# EXERCISE
Within the listing below, please show every line carrying the string "positive".
*** Opening of DATASET EXCERPTS ***
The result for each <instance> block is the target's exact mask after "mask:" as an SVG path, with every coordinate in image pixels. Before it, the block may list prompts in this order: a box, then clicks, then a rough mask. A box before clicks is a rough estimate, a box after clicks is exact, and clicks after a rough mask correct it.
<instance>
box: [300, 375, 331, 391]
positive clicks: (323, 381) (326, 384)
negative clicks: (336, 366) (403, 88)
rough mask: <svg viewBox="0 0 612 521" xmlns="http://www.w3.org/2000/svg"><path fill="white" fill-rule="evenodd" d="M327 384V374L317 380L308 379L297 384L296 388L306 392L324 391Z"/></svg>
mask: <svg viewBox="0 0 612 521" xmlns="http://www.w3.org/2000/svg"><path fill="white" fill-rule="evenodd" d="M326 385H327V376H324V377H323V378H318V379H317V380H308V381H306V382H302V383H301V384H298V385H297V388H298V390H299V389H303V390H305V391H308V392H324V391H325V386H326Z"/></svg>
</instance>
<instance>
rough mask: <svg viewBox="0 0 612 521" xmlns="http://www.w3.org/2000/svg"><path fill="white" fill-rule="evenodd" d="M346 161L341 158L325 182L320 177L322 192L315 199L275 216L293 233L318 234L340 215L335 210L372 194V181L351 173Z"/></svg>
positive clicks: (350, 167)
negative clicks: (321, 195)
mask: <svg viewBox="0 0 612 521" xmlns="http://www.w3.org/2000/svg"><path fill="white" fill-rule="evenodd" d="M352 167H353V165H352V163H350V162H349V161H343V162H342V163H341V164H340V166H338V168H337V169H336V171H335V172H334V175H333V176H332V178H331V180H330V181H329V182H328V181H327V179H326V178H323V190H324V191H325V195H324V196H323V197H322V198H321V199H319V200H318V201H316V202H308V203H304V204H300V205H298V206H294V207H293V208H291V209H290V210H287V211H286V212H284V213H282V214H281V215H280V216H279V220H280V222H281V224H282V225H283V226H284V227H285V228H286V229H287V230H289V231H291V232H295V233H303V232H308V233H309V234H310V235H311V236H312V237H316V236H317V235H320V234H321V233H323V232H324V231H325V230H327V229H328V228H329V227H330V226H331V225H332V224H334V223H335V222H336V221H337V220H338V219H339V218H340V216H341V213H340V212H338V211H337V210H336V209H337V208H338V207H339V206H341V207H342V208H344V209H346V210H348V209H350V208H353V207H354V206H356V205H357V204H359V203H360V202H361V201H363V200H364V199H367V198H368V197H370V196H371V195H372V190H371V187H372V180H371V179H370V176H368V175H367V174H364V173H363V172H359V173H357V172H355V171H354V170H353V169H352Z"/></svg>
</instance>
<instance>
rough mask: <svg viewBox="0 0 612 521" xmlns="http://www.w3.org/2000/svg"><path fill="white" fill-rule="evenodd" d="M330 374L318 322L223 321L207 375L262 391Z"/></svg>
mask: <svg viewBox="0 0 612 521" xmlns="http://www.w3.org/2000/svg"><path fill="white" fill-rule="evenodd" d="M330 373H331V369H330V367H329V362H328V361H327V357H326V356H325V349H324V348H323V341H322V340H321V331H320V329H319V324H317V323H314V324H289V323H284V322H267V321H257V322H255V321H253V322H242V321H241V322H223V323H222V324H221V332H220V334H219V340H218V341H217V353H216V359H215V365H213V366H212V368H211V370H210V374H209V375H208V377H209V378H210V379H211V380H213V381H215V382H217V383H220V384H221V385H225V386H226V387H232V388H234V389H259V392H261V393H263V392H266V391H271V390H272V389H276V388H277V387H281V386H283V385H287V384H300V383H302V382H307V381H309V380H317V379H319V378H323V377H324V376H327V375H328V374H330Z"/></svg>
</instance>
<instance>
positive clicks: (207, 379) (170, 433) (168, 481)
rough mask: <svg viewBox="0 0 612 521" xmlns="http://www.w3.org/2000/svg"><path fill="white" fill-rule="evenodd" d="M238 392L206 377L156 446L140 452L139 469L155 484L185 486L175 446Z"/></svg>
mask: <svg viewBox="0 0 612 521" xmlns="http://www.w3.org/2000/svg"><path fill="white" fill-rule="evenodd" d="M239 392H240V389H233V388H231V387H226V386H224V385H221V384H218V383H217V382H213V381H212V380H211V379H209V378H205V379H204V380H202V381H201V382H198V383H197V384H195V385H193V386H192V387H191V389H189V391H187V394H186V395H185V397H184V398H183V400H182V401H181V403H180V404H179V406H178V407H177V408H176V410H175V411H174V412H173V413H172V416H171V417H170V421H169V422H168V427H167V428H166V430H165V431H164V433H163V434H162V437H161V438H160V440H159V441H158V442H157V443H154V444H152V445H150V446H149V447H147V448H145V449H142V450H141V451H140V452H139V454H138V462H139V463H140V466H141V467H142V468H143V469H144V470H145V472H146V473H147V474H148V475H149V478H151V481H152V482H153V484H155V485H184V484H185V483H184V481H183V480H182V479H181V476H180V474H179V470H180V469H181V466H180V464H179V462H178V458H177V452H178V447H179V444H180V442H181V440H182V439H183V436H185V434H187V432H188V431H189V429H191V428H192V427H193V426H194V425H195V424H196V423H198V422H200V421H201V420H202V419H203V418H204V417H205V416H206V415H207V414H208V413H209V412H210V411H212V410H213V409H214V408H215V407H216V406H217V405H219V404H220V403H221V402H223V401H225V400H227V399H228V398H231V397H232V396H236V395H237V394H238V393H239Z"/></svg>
*** Close of DATASET EXCERPTS ***
# YOUR SOLUTION
positive clicks: (323, 381) (326, 384)
positive clicks: (350, 167)
positive clicks: (207, 379) (170, 433) (168, 481)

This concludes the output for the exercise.